RECORDS SUPPLIED >>
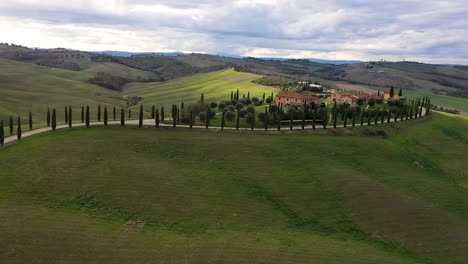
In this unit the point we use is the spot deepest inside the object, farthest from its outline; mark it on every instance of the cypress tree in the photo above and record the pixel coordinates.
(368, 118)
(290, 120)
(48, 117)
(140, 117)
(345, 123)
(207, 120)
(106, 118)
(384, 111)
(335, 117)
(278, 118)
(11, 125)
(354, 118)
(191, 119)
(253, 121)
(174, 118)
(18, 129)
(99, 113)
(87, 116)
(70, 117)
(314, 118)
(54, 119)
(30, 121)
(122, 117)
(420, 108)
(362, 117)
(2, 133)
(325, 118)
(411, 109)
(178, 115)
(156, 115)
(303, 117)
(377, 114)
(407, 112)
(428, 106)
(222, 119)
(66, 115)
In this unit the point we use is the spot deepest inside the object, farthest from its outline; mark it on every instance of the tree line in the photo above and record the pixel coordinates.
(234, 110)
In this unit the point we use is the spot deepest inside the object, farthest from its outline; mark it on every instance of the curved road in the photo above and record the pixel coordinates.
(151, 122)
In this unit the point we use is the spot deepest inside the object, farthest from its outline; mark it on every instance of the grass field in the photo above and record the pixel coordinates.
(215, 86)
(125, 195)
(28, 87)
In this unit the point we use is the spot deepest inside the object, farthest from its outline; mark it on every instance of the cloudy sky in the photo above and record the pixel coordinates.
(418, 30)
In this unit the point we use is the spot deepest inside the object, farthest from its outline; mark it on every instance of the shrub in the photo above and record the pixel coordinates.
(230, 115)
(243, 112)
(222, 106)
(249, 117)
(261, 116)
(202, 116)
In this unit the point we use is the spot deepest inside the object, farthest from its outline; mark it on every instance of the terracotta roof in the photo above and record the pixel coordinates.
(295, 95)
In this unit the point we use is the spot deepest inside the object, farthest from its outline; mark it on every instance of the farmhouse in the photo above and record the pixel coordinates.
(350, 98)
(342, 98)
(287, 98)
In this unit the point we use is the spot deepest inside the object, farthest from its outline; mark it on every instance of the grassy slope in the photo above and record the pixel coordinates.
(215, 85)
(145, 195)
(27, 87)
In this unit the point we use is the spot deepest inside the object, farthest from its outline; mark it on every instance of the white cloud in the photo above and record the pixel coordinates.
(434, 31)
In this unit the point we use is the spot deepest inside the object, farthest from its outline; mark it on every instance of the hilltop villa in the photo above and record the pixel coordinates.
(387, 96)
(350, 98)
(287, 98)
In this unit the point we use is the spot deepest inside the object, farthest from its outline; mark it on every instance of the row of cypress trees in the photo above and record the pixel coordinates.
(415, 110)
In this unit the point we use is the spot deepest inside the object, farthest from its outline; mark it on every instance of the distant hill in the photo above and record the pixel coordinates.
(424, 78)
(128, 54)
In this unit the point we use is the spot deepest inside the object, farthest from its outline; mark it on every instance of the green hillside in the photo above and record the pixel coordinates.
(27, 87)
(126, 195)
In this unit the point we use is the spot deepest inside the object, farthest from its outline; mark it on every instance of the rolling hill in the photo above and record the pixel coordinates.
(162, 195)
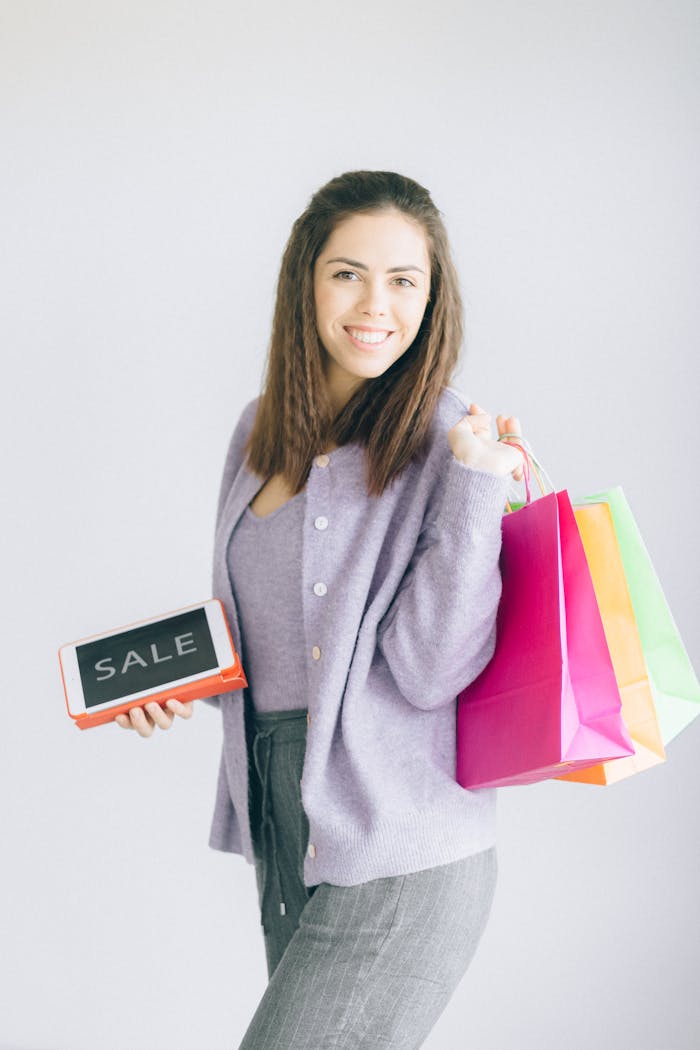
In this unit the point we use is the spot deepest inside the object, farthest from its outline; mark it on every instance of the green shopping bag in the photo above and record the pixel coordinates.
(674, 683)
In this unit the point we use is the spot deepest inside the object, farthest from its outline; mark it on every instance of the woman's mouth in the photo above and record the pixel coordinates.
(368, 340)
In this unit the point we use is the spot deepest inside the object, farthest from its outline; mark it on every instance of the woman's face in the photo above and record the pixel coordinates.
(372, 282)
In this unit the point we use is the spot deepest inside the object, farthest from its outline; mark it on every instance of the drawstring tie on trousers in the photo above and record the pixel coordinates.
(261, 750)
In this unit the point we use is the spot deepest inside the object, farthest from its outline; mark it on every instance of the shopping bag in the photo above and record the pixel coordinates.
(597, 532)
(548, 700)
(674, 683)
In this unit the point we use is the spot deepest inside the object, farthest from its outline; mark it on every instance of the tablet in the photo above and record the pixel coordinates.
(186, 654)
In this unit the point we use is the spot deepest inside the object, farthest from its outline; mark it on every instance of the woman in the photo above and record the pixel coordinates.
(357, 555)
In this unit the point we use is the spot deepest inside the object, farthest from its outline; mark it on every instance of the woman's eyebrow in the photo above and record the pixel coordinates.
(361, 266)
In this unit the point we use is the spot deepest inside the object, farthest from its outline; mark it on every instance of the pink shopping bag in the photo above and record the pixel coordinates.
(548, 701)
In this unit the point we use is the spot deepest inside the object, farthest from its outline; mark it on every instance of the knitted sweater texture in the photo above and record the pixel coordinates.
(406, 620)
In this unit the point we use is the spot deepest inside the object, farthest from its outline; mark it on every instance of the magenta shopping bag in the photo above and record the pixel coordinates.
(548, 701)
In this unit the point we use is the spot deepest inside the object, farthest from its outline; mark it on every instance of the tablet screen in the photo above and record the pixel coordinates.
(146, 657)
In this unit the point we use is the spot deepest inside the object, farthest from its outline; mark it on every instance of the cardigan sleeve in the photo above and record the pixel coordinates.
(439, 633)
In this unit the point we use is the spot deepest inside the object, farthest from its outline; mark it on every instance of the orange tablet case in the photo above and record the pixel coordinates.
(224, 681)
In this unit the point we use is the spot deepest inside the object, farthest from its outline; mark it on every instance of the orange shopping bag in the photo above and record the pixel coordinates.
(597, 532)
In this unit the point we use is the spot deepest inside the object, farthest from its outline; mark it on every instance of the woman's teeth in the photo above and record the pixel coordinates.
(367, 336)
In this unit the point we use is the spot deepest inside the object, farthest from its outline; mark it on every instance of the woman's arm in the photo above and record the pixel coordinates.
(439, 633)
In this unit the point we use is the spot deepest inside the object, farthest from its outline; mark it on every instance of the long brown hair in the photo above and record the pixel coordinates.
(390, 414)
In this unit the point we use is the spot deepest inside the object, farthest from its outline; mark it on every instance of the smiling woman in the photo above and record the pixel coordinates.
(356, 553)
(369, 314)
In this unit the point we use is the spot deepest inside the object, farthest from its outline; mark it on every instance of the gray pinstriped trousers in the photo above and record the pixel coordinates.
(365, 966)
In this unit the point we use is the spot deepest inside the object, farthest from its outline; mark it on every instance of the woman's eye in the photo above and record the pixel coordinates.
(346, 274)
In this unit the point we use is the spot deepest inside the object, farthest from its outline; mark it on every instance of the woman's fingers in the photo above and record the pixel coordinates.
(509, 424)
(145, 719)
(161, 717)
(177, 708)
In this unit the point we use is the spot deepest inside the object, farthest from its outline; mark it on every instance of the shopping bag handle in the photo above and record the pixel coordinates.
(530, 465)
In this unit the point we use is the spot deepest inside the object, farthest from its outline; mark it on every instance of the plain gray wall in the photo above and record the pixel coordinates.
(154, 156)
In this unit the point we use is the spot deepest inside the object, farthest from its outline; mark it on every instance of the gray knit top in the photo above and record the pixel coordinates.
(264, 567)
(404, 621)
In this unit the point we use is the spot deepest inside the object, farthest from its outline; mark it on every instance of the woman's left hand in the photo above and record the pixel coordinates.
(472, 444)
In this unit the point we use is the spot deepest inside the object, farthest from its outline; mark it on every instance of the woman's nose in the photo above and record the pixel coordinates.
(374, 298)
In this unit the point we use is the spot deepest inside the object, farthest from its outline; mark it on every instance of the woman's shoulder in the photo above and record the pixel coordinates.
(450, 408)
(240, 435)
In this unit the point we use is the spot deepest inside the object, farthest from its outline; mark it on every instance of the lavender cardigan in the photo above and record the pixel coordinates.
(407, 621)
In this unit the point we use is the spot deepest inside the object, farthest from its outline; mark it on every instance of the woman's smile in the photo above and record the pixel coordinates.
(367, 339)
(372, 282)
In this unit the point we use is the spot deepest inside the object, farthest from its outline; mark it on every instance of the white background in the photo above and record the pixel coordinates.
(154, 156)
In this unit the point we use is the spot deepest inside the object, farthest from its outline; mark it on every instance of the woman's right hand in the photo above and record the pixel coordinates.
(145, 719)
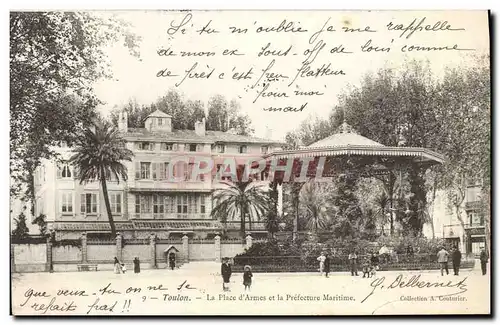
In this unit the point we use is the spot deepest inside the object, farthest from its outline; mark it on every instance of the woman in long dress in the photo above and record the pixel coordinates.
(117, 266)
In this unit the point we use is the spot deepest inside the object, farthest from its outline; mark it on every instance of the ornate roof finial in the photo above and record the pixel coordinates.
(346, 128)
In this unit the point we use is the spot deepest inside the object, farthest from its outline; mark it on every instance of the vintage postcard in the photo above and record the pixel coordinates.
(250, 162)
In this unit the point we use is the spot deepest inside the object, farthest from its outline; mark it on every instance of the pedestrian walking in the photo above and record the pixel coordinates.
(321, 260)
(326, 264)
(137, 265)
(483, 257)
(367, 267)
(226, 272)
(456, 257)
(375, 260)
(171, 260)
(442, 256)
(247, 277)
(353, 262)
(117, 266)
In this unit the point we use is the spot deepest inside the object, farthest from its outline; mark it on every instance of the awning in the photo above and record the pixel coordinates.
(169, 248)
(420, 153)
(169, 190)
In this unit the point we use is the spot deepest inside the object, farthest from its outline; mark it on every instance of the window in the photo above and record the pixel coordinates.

DIRECTION >> Render the material above as a Markdown table with the columns "No." and "Line Text," starting at the line containing "woman in long" and continuing through the last line of the material, both included. Number each row and omit blank lines.

IN RESPONSE >>
| No. | Line Text |
|---|---|
| 1 | In this unit the point we use is the spot deepest inside the object, farthest from its outline; mark it on every instance of the woman in long dress in the photo above and record the pixel coordinates. |
| 2 | (117, 266) |
| 3 | In this unit the point we use is the spot deepest inside the object, farthest from its outline; mark it on every instance of the ornate roof finial in the photo above and record the pixel coordinates. |
| 4 | (346, 128) |
| 5 | In this unit the point we use is the spot deepest inside the object, farthest from its outline; mark it on every instance of the vintage postcard in the photo above and record the pixel coordinates. |
| 6 | (250, 162) |
| 7 | In this unit the point we use is the spot deepest inside the object, farthest from its outline; mark it on every instance of the pedestrian walking in the photo above and record the pixel coordinates. |
| 8 | (321, 260) |
| 9 | (326, 264) |
| 10 | (137, 265) |
| 11 | (483, 257) |
| 12 | (367, 267) |
| 13 | (226, 272) |
| 14 | (456, 257) |
| 15 | (375, 260) |
| 16 | (171, 260) |
| 17 | (442, 256) |
| 18 | (247, 277) |
| 19 | (353, 262) |
| 20 | (117, 266) |
| 21 | In this unit the point we use is the spot deepest inside the object, farthest from its outline; mark it on every instance of the awning in the photo above and record the pixel coordinates. |
| 22 | (169, 248) |
| 23 | (420, 153) |
| 24 | (169, 190) |
| 25 | In this unit the point we use is the spot deepest inside the object, farthest from its outline; mark it on every instance of the window in the photo above and record the pixel coordinates. |